What is needed
Write out every line of the records below as a JSON list of strings, one string per line, skipping blank lines. Leave the pictures out.

========

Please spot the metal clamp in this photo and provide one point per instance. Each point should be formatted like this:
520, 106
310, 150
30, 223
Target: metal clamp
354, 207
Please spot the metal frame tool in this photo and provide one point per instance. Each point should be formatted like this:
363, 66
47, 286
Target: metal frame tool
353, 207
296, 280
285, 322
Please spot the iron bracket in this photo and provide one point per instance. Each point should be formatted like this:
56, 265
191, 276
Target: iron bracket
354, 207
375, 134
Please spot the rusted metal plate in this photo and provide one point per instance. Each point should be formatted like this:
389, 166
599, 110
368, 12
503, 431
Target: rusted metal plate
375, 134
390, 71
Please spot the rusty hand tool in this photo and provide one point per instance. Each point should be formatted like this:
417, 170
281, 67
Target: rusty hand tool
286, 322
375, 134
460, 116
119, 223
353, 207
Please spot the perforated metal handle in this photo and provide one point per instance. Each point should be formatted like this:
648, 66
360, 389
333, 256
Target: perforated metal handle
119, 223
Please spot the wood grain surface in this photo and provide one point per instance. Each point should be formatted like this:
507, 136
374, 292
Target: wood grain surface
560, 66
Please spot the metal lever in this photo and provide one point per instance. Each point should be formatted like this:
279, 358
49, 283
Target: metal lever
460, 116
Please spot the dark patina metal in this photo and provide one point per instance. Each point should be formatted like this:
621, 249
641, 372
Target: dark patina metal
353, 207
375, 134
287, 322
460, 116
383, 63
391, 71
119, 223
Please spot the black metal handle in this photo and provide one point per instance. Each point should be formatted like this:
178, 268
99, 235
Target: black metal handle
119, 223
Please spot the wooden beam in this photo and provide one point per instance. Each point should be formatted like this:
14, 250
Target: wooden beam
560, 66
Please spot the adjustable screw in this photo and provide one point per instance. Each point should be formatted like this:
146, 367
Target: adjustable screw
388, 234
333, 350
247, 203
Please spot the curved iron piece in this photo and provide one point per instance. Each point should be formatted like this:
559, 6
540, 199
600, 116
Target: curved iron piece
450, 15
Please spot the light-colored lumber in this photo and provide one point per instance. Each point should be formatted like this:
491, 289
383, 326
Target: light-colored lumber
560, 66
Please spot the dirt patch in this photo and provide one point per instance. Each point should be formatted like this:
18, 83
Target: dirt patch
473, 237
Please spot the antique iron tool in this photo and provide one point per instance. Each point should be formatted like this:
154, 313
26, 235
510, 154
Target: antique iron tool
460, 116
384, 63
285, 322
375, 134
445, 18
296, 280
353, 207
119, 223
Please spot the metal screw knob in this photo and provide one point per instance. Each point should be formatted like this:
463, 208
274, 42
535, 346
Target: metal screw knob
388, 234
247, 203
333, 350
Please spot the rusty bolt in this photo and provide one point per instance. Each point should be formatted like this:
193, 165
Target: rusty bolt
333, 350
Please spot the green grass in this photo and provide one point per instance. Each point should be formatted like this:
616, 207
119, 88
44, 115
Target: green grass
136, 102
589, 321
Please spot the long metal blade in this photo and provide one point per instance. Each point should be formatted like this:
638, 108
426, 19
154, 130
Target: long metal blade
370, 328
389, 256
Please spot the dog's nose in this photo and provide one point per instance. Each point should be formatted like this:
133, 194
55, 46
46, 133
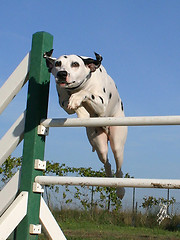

========

Reply to the task
[
  "Please spot the metal clamp in this photo and provide one point per instance. Each point should be formatted like this:",
  "520, 106",
  "310, 150",
  "30, 223",
  "Target: metal clamp",
  "354, 207",
  "Please spot the metal frame tool in this photo and provide one point per instance. Each point should be formatted like this:",
  "363, 66",
  "47, 286",
  "Target: metal frame tool",
  "353, 207",
  "296, 280",
  "285, 322",
  "Please spot the iron bracket in this photo and provide one point per instance. Each point should be formatted like this:",
  "56, 265",
  "191, 276",
  "Target: iron bracket",
  "354, 207",
  "375, 134",
  "Please spot the rusted metal plate in this photo and provide one point per instance. Each point should be formatted like this:",
  "389, 166",
  "599, 110",
  "368, 12",
  "503, 431",
  "Target: rusted metal plate",
  "375, 134",
  "390, 71",
  "Please spot the rusty hand tool in this photo and provide one point per instance. Each point should be formatted like this:",
  "417, 170",
  "281, 67",
  "Target: rusty hand tool",
  "286, 322",
  "375, 134",
  "460, 116",
  "119, 223",
  "353, 207",
  "Please spot the perforated metal handle in this photo and provide one point per instance. Each point should be formatted like this:",
  "648, 66",
  "360, 389",
  "333, 256",
  "Target: perforated metal handle",
  "119, 223",
  "Please spot the wood grain surface in this photo and provide one point per instance. Each point should be formatted like this:",
  "507, 136",
  "374, 292",
  "Target: wood grain surface",
  "560, 66",
  "Please spot the metal lever in this photo and provide one point per instance. Each point should be formatted like this:",
  "279, 358",
  "49, 283",
  "Target: metal lever",
  "460, 116",
  "Please spot the dark patina metal in this photo and provide one point per instance. Each point should be formatted like this:",
  "621, 249",
  "641, 372",
  "Target: dark patina metal",
  "353, 207",
  "375, 134",
  "287, 322",
  "460, 116",
  "383, 63",
  "391, 71",
  "119, 223",
  "Please spot the black metal handle in this photo and provide one point per instance. Each point should be formatted like this:",
  "178, 268",
  "99, 235",
  "Target: black metal handle",
  "119, 223",
  "Please spot the wooden beam in this photo and provide one point per instance. Each point should be formatted like this:",
  "14, 250",
  "Target: wooden beam",
  "560, 66",
  "Please spot the adjustable screw in this photo and provide one point per instance. Each point should be formatted like this:",
  "146, 367",
  "Target: adjustable screw",
  "388, 234",
  "333, 350",
  "247, 203",
  "Please spot the curved iron piece in this photo and provide one point per instance. Each point should be formatted like this:",
  "559, 6",
  "540, 199",
  "600, 116",
  "Target: curved iron piece",
  "450, 15",
  "Please spot the light-colored lumber in this photo and provide one point per instance. Each point should be formatted like this:",
  "491, 289",
  "383, 326",
  "Target: light-colored lumber",
  "560, 66",
  "Please spot the dirt patch in this photo and provide one point per instance. Each point should be formatted like this:",
  "18, 83",
  "Target: dirt patch",
  "473, 237",
  "Please spot the antique iron tool in this photo and provide one point per instance. Each point should be formatted like this:",
  "154, 313",
  "26, 235",
  "510, 154",
  "Target: antique iron tool",
  "460, 116",
  "384, 63",
  "285, 322",
  "375, 134",
  "445, 18",
  "296, 280",
  "353, 207",
  "119, 223",
  "Please spot the metal screw knob in this photo and provide one point per instance. Each point should be formatted like this:",
  "463, 208",
  "274, 42",
  "535, 346",
  "Target: metal screw knob",
  "388, 234",
  "247, 203",
  "333, 350",
  "Please spot the rusty bolt in this photo and provide one point per instance. Each point should be formatted like this:",
  "193, 165",
  "Target: rusty bolt",
  "333, 350",
  "Please spot the green grass in this photo and provide one point per instance. Each point should be formatted like this:",
  "616, 207",
  "119, 88",
  "44, 115",
  "Target: green grass",
  "136, 102",
  "589, 321",
  "Please spot the long metal blade in this photo and provide one point per instance. Each point should be formatted like this:",
  "638, 108",
  "426, 19",
  "154, 130",
  "Target: long metal blade",
  "370, 328",
  "389, 256",
  "Please spot the dog's nose in this photo and provide one point per instance. Each point should be formatted like this:",
  "133, 194",
  "55, 46",
  "46, 133"
]